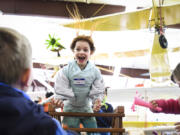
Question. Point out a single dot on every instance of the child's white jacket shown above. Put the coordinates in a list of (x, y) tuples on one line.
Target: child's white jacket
[(79, 87)]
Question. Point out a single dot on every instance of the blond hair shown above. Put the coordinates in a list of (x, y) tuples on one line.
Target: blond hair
[(15, 55)]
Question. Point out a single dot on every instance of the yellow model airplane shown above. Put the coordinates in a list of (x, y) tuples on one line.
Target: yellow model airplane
[(163, 13)]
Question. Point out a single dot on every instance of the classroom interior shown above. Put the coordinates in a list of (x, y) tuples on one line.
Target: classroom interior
[(124, 56)]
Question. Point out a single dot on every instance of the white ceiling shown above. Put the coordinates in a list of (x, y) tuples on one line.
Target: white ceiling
[(38, 28)]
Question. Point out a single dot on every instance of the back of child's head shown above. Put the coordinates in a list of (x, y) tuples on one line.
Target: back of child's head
[(83, 38), (15, 55), (176, 73)]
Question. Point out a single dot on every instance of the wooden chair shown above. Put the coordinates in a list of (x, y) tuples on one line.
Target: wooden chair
[(116, 128)]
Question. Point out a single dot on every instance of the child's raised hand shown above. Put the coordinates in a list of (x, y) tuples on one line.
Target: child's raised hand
[(97, 105), (57, 103)]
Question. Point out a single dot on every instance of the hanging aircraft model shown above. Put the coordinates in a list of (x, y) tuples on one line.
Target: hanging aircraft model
[(162, 14)]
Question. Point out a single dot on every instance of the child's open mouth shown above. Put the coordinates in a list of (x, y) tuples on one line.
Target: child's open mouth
[(81, 59)]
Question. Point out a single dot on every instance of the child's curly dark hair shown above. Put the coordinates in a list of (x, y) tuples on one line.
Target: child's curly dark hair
[(83, 38)]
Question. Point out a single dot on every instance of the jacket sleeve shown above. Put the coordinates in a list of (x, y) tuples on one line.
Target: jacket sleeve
[(169, 106), (62, 87), (97, 89)]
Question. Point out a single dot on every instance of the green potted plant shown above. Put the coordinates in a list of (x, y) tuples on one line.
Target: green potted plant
[(54, 45)]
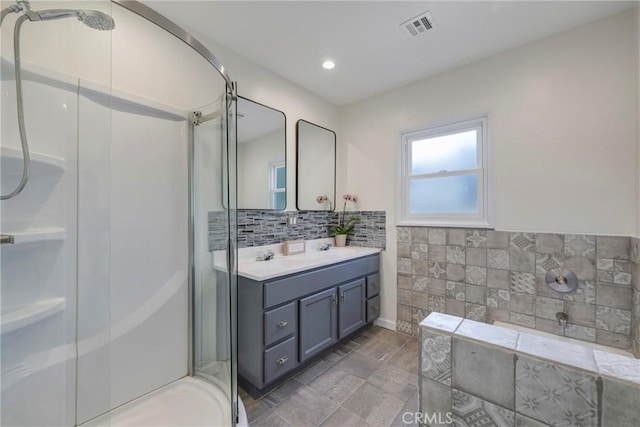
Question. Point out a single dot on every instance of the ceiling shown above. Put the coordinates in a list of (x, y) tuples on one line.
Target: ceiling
[(372, 51)]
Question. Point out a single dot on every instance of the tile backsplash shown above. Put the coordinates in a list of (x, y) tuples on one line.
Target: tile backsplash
[(496, 275), (261, 227)]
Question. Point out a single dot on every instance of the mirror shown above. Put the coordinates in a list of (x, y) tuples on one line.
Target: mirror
[(262, 148), (316, 168)]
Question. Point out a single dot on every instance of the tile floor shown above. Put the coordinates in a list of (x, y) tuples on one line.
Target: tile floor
[(370, 381)]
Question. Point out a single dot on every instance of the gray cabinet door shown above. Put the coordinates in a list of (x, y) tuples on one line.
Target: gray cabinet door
[(318, 318), (352, 314)]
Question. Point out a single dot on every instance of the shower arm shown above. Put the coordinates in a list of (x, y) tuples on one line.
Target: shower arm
[(26, 161)]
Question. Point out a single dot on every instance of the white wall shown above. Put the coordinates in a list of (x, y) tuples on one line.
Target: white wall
[(562, 123)]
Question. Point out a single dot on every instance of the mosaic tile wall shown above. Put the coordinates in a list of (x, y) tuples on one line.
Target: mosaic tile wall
[(495, 275), (257, 228), (635, 315)]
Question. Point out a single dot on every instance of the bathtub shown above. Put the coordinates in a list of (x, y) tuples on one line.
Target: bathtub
[(507, 375), (187, 402), (563, 339)]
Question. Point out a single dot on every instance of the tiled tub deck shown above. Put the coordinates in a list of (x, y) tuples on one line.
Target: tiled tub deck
[(476, 374)]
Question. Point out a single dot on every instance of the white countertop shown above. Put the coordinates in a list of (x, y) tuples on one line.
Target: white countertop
[(282, 265)]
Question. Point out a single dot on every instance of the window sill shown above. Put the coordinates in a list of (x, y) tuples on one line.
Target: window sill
[(445, 224)]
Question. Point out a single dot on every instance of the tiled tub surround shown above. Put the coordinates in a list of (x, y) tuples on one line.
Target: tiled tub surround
[(495, 275), (259, 228), (635, 315), (487, 375)]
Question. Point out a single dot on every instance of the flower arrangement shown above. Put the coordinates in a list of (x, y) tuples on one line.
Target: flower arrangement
[(344, 226), (323, 199)]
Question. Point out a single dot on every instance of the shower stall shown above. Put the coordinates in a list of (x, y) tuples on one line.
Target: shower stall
[(111, 311)]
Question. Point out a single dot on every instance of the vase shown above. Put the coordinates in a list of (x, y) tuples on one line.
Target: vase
[(341, 240)]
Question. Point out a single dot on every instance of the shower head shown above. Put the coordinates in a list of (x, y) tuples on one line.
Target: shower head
[(91, 18), (96, 20)]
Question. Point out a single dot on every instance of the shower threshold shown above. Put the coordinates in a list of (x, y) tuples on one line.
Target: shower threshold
[(186, 402)]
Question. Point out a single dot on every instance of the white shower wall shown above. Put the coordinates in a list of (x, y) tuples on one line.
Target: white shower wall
[(128, 200)]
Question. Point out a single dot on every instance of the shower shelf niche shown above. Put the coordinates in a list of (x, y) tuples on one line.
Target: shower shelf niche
[(40, 163), (19, 317), (36, 236)]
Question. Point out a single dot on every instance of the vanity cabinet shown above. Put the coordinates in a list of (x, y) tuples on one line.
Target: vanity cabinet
[(287, 322)]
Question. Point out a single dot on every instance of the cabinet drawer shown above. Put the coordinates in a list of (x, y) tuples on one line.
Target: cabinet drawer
[(279, 359), (373, 308), (373, 285), (279, 323)]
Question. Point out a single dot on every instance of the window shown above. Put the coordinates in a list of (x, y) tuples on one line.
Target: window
[(444, 175), (278, 185)]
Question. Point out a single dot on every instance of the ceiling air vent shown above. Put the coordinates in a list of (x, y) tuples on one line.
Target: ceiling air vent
[(419, 24)]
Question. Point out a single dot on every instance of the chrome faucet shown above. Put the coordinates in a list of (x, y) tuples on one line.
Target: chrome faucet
[(265, 256)]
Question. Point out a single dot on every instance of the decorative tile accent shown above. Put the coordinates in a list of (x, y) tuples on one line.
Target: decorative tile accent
[(555, 395), (498, 279), (523, 282), (437, 304), (476, 294), (613, 320), (403, 234), (436, 356), (548, 262), (436, 271), (477, 257), (497, 367), (522, 261), (498, 258), (476, 239), (419, 283), (548, 307), (476, 275), (580, 245), (404, 265), (437, 236), (475, 312), (582, 267), (455, 254), (523, 241), (456, 290), (498, 298), (474, 412), (522, 303), (437, 253), (419, 251)]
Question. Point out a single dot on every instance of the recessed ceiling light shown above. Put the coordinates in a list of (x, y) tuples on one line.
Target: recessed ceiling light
[(328, 65)]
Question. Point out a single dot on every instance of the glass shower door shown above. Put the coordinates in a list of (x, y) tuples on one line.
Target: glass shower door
[(213, 216)]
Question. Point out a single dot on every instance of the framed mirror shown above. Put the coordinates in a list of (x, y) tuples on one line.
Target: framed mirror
[(262, 148), (316, 167)]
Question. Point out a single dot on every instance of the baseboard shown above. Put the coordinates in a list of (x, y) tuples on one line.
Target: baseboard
[(385, 323)]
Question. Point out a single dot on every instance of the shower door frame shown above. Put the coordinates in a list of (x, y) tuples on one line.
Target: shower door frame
[(231, 92)]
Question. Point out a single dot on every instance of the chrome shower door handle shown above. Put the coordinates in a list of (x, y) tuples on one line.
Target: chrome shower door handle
[(7, 239)]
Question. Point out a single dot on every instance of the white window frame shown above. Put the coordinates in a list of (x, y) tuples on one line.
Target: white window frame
[(483, 219), (273, 180)]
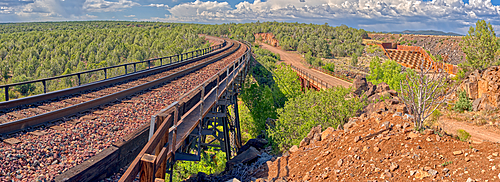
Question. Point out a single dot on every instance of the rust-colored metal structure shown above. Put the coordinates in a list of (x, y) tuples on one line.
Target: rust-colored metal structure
[(180, 131), (413, 57)]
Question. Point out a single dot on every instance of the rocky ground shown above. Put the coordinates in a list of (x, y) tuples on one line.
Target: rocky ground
[(381, 144), (437, 45)]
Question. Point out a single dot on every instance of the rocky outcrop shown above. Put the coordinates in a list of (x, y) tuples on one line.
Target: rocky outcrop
[(380, 97), (483, 87), (267, 38), (446, 46)]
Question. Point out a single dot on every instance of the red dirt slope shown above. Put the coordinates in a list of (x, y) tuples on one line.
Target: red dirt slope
[(368, 150)]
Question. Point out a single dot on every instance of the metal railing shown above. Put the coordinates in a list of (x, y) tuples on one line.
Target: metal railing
[(313, 81), (168, 60), (186, 112)]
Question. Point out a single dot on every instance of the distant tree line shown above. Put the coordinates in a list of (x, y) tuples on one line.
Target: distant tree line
[(321, 40), (30, 51)]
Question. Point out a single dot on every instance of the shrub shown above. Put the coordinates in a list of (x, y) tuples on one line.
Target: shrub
[(354, 60), (332, 107), (212, 162), (329, 67), (435, 115), (388, 72), (463, 135), (463, 102)]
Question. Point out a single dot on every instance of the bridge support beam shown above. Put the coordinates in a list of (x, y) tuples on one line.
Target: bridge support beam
[(219, 129)]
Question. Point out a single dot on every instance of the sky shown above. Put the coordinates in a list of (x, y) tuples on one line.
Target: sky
[(372, 15)]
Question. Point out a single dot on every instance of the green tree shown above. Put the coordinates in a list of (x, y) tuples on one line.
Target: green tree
[(328, 108), (479, 46), (388, 72), (24, 89)]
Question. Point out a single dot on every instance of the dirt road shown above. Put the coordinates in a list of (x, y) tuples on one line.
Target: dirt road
[(296, 60), (478, 133)]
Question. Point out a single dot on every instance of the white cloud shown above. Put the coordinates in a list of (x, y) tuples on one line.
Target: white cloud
[(158, 5), (107, 6), (198, 9), (370, 14)]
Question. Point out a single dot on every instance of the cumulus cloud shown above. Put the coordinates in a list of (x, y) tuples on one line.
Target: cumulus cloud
[(108, 6), (158, 5), (370, 14)]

--- --- ---

• **Exercise instructions**: Go through the listing above and write out exactly the lines starting with the one holding "the white shower" and running through the one holding "of the decorative", ends included, and no others.

• **Exercise result**:
Question. Point out a single dot on every instance of the white shower wall shown above. Put the coordinates in a list of (x, y) tuples on one line.
Target: white shower wall
[(128, 200)]
Question. Point out a single dot on every instance of the shower shelf niche shown above. Put the coordinates in a list of (x, y) tuples on one line.
Target: shower shelf niche
[(40, 163), (19, 317), (36, 236)]
Question. Point out a single dot on every instance of the vanity cabinet shown above. Put the coordinates in a list of (x, y) tuples on one line.
Target: vanity cabinet
[(287, 322)]
Question. Point out a single dot on every instance of the cabinet drawer shown above. Put the coordinates in a list of (x, y) tuples on one line.
Target: cabinet drawer
[(279, 359), (373, 308), (373, 285), (279, 323)]
Question. Point out a single dot on every instance of the window shown above. Put the coordinates in a list of (x, y) tuples on one line.
Target: window
[(444, 175), (278, 185)]
Question. Point out a single dot on every instance of the ceiling air vent shown above. Put the coordinates in a list of (x, y) tuples on one line.
Target: ceiling air vent
[(419, 24)]
Question. Point out a single dot on every instance of the chrome faucet shown above. Put the coordinates in a list of (x, y) tuples on one line.
Target: chrome faucet
[(265, 256)]
Question. Point out a single dot on every instance of the decorative tile accent shown above. Put the coordinates in a list of (x, y) tuples on one line.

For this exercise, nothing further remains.